§ **Aim of the task**
Treat the line containing "If you could mark the red soil" as the first line and the final line of the material below as the last; reproduce that range exactly.

§ **Stored data**
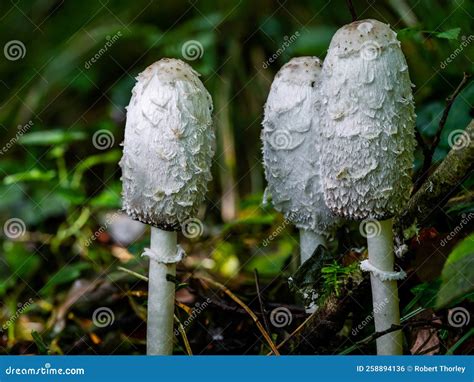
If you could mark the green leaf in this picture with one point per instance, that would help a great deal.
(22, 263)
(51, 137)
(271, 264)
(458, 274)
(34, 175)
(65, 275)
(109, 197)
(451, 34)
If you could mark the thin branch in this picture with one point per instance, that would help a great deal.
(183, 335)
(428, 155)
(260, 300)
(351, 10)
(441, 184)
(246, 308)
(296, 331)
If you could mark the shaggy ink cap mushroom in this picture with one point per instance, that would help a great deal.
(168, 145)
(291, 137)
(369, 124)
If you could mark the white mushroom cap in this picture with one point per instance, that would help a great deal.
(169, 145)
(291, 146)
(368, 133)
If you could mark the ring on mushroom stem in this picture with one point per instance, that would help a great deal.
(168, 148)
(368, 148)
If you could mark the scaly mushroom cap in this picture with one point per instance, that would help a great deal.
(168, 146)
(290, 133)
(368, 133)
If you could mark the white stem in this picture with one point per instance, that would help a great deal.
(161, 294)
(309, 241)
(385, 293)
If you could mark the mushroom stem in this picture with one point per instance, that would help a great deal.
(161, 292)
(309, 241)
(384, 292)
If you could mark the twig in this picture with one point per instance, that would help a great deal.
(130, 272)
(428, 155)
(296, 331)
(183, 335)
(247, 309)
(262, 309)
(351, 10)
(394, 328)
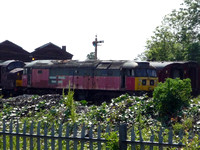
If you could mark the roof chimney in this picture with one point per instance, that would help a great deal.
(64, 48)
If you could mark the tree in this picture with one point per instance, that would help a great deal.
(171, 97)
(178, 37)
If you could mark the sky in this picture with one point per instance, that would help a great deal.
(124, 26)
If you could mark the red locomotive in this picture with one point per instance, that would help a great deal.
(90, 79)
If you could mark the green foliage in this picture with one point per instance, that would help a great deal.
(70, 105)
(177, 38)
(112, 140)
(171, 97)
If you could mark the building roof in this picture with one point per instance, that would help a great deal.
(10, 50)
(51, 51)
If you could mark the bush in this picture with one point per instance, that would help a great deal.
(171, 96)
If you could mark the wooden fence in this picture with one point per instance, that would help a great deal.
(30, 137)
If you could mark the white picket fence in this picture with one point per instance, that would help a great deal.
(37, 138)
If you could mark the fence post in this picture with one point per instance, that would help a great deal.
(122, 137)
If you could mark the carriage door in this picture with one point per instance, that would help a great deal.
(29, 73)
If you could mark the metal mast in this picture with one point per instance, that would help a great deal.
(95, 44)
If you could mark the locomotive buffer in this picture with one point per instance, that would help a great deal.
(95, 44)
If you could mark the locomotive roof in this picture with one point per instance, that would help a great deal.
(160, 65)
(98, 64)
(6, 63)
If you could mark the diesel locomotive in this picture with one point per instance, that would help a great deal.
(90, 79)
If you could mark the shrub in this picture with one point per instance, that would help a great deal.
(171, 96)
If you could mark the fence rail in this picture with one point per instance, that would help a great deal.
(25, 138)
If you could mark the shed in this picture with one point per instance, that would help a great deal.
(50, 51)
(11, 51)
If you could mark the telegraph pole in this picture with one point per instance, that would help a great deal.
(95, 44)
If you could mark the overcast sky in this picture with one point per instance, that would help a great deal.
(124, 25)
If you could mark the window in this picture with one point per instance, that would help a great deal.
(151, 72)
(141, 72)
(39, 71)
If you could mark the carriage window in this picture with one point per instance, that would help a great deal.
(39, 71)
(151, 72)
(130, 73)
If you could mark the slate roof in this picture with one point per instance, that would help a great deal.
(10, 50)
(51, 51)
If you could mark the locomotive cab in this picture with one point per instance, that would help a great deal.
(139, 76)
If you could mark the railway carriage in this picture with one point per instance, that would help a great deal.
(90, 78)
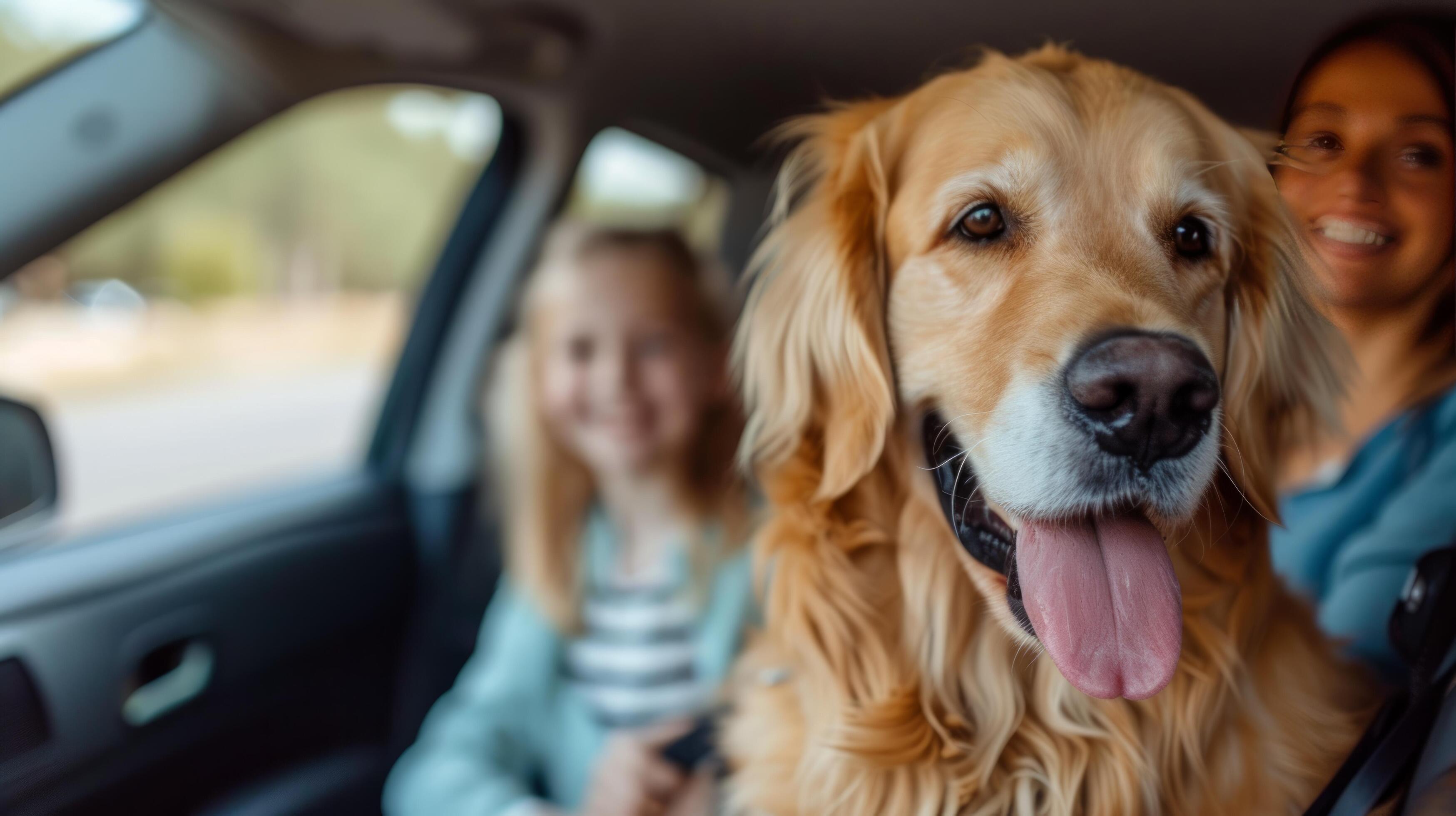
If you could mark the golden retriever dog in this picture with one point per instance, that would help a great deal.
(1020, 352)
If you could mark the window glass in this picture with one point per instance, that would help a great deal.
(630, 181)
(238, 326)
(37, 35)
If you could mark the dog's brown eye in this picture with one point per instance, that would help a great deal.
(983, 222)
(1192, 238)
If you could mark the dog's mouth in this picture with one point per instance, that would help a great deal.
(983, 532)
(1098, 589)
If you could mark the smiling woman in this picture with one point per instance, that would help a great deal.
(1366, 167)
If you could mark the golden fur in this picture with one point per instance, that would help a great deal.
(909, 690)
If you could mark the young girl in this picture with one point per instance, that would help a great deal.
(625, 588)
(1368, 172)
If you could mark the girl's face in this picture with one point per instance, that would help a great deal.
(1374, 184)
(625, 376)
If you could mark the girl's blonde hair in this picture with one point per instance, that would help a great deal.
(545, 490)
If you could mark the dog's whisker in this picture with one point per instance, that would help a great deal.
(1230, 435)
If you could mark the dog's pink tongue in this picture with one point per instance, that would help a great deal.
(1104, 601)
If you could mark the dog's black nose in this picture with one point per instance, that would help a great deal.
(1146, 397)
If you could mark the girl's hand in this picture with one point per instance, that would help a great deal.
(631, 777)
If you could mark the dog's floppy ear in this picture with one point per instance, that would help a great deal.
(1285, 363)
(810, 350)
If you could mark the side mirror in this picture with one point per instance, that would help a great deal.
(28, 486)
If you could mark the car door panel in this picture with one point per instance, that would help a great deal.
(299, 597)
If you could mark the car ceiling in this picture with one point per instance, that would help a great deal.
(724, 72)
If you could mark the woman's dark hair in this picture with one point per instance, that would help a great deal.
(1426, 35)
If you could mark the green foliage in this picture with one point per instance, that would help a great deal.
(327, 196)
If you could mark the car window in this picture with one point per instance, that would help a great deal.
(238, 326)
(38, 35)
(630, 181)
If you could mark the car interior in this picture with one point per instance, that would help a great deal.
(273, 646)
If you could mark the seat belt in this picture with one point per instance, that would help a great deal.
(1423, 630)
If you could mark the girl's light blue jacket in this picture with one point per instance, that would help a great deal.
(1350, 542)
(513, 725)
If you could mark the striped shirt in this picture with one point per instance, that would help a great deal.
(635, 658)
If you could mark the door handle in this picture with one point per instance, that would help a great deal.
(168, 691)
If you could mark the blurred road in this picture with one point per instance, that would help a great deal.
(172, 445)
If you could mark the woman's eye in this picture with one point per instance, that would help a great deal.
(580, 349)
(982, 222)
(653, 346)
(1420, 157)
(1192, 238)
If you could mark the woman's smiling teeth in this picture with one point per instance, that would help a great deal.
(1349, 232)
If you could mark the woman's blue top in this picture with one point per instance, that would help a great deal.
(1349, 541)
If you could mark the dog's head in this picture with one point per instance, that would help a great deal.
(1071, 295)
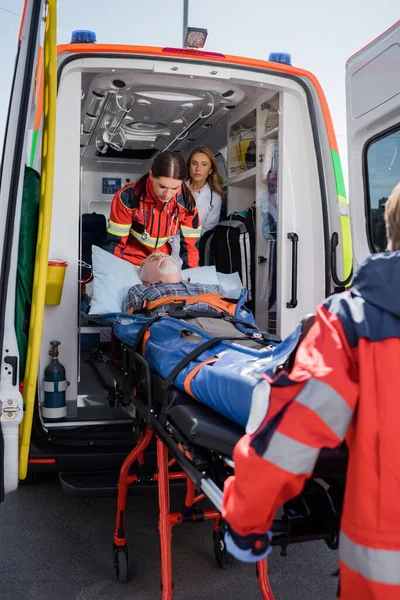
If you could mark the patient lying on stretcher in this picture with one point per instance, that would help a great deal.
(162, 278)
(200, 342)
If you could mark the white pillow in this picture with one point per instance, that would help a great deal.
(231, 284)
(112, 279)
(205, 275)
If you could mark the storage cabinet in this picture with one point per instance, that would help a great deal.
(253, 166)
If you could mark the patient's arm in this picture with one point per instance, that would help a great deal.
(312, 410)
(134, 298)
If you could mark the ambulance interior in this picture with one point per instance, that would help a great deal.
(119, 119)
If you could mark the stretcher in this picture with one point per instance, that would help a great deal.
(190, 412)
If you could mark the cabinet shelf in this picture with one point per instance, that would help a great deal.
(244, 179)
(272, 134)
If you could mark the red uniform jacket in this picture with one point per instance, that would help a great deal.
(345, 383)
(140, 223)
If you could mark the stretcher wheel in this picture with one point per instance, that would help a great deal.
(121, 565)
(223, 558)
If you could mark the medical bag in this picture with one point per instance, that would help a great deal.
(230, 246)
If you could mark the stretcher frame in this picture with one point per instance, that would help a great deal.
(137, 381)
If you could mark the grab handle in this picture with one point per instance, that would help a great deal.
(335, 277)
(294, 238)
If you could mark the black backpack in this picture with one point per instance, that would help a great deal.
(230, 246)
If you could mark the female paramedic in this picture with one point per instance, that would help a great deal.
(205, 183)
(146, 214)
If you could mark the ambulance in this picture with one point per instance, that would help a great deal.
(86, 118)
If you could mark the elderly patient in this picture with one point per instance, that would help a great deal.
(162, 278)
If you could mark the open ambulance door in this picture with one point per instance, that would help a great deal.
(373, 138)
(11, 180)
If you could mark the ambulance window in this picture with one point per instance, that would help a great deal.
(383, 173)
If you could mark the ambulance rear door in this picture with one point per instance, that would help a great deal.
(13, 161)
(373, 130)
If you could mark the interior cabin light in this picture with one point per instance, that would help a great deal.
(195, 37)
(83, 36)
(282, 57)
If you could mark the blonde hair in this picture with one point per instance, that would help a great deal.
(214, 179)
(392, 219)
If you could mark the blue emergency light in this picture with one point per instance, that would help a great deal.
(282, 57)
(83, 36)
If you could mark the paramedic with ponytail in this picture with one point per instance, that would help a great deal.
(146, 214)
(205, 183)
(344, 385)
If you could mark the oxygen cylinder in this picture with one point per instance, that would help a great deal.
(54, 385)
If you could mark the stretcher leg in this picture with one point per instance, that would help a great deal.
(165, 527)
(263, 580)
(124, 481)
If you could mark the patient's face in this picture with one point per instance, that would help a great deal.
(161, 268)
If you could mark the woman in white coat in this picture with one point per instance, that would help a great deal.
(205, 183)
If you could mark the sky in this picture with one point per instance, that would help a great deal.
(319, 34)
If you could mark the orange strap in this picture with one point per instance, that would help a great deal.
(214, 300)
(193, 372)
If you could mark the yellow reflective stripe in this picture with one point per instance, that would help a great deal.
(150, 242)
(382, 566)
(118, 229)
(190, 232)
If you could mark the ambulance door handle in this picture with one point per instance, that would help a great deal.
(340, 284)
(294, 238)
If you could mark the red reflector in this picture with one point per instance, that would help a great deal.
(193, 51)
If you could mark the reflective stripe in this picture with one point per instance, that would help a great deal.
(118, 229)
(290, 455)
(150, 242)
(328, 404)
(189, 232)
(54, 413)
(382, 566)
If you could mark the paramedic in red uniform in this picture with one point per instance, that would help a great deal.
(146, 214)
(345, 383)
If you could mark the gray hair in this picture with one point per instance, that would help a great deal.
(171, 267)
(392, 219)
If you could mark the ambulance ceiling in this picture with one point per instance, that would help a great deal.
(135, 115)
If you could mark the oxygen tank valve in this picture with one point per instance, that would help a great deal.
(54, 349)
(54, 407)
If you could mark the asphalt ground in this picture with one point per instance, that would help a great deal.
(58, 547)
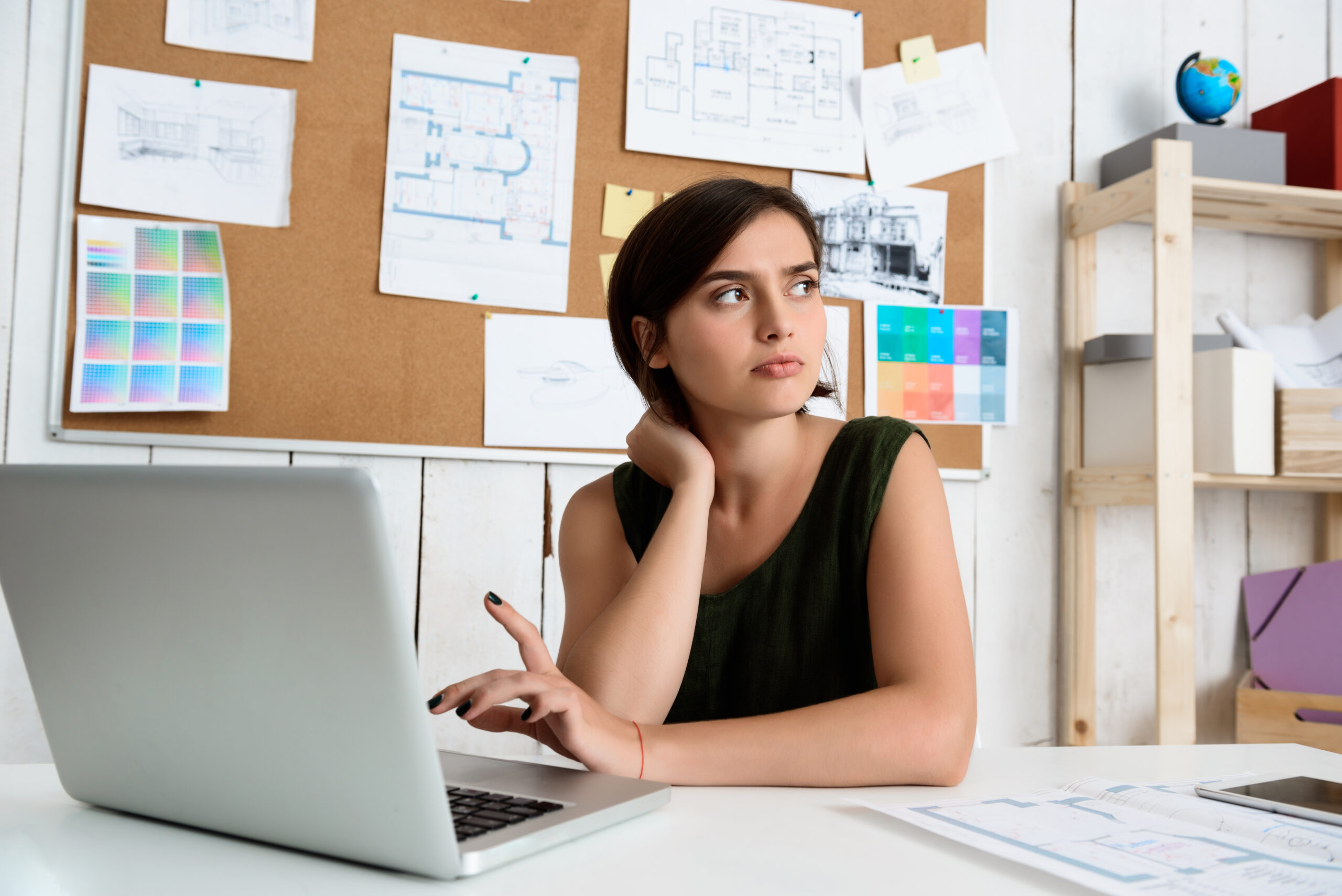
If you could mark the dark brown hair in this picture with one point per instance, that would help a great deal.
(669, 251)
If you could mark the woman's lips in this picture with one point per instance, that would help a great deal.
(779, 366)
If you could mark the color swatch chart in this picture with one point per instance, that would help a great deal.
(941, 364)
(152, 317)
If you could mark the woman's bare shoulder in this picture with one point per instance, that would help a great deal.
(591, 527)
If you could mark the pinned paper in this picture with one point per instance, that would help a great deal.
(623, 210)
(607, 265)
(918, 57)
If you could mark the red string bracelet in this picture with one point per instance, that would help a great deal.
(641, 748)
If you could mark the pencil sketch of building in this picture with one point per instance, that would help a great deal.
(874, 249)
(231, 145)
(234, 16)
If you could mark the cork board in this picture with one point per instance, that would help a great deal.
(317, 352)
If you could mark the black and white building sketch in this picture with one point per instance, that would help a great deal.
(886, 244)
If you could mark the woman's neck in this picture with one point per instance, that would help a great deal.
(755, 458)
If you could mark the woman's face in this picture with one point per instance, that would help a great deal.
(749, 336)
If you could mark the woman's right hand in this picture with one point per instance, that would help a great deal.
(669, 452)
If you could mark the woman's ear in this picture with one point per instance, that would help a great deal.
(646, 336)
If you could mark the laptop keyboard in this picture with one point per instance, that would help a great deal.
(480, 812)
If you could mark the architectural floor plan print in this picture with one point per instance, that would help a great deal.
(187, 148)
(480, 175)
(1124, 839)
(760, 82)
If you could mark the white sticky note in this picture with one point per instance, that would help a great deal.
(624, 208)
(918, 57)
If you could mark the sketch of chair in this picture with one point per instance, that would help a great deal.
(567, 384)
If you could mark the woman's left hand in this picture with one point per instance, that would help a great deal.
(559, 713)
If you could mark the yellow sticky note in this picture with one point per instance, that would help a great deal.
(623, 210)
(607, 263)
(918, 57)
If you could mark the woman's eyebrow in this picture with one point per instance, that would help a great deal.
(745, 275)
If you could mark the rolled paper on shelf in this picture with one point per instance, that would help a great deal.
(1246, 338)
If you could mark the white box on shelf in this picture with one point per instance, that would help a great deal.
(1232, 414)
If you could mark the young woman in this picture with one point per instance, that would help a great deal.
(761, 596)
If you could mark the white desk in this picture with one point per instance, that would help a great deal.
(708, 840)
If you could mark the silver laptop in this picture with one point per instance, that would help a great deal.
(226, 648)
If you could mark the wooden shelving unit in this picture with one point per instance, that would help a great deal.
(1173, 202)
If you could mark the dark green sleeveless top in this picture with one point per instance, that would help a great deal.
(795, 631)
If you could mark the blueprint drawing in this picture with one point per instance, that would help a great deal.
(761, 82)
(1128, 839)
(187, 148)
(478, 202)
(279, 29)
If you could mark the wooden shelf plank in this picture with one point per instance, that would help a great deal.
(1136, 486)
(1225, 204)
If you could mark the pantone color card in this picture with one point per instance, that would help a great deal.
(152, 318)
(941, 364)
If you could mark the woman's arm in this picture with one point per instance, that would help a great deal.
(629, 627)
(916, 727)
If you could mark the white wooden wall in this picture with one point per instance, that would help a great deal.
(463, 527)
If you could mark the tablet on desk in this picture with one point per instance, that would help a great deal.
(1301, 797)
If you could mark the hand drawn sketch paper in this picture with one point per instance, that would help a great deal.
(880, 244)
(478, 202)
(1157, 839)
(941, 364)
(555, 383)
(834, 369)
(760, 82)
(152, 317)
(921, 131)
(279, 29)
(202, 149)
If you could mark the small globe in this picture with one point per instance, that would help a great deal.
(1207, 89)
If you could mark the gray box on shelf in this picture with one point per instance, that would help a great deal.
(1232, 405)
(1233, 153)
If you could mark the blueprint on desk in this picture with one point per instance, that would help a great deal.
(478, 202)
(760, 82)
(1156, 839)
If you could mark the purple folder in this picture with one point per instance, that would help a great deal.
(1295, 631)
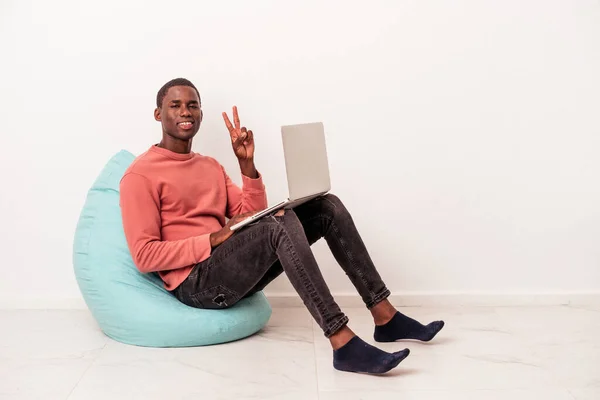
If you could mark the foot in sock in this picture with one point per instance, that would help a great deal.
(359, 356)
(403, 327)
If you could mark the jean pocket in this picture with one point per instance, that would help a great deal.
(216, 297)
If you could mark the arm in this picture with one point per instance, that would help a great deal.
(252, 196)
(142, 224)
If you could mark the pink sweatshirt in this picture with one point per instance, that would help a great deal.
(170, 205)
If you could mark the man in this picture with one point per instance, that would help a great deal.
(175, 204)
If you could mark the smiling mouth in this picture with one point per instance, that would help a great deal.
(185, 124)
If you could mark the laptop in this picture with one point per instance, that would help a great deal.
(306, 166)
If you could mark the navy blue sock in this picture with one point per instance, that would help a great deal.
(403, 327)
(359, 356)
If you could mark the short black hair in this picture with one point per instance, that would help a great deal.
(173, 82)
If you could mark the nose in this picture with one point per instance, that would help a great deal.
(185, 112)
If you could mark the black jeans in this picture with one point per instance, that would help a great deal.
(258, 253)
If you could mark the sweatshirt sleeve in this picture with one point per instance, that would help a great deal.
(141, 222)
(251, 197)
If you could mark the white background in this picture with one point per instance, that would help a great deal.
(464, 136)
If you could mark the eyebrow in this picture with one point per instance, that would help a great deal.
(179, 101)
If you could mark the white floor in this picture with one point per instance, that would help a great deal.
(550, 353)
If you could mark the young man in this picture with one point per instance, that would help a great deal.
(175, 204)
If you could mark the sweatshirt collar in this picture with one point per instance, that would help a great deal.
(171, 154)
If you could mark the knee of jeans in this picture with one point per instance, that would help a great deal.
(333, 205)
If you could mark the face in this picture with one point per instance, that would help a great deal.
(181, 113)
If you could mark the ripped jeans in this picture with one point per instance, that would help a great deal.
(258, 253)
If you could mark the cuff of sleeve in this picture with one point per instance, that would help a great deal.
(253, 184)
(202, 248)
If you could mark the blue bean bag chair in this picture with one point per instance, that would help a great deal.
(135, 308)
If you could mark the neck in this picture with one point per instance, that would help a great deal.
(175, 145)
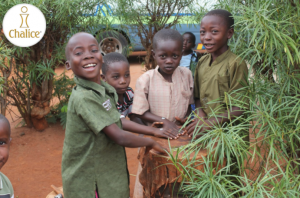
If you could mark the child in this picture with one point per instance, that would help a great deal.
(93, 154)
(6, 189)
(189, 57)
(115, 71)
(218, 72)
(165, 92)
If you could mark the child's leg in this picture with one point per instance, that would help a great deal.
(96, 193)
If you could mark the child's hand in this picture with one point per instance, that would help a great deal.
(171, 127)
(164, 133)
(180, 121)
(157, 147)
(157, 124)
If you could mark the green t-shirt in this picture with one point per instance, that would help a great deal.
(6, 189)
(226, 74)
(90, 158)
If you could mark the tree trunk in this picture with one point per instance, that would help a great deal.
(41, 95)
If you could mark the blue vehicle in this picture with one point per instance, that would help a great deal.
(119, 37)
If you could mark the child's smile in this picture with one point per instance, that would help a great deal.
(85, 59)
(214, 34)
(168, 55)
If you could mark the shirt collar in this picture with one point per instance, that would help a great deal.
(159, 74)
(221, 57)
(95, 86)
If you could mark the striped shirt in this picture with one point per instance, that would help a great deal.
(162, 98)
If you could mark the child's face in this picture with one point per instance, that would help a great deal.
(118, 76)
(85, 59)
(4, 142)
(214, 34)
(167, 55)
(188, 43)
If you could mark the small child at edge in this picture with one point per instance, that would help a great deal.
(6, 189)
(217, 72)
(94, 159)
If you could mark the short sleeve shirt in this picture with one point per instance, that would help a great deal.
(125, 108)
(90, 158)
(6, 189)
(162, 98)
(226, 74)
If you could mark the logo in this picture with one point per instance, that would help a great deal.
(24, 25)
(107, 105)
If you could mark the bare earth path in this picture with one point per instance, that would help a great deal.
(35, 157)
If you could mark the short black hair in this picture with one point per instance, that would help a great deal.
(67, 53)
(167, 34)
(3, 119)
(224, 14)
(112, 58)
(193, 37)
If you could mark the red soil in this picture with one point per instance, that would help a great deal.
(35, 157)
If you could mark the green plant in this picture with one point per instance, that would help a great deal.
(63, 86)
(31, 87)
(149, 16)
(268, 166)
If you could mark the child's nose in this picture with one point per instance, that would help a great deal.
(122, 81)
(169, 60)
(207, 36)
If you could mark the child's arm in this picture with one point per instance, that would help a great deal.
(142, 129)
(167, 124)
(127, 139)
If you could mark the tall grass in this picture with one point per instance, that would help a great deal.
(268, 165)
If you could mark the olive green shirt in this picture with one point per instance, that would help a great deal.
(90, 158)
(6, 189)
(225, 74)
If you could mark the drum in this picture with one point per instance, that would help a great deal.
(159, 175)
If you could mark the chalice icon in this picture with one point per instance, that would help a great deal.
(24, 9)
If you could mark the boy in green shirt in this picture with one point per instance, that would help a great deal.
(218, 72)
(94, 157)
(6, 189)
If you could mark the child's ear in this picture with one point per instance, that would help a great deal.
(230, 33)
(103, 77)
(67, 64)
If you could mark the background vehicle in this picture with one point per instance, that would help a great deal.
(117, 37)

§ **Exercise answer**
If you could mark the red soil in this picture with one point per instance, that would help a great deal.
(35, 157)
If you could mark the green plant in this picture with one point per instance, that would help a great deal.
(63, 86)
(31, 87)
(149, 16)
(268, 166)
If you could mark the child's nose in this picture with one point per instance, that would help a great deal.
(122, 81)
(169, 60)
(207, 36)
If you could mark the child's arm in this picture with one point per instance, that would help a great deal.
(142, 129)
(167, 124)
(127, 139)
If you could mark the tall grass in this picture with one point per instance, that would help a great deal.
(268, 165)
If you could mark the olive green shirt in this picture with one point per instance, that would help a great deal.
(90, 158)
(6, 189)
(225, 74)
If you could mark the drum in this picture with one point per instance, that would help a great deal.
(159, 175)
If you could mark the chalice icon in this picture with one point per instance, that would help a great deal.
(24, 9)
If you could mark the boy in green shirt in this picture with one point per instance, that would help a great deal.
(218, 72)
(94, 157)
(6, 189)
If you could mark the child's ear in this picture with one point per instance, that would help a great deal.
(230, 33)
(103, 77)
(67, 64)
If you could mark the background vehicle in this picture with one point per instance, that would help a great deal.
(117, 37)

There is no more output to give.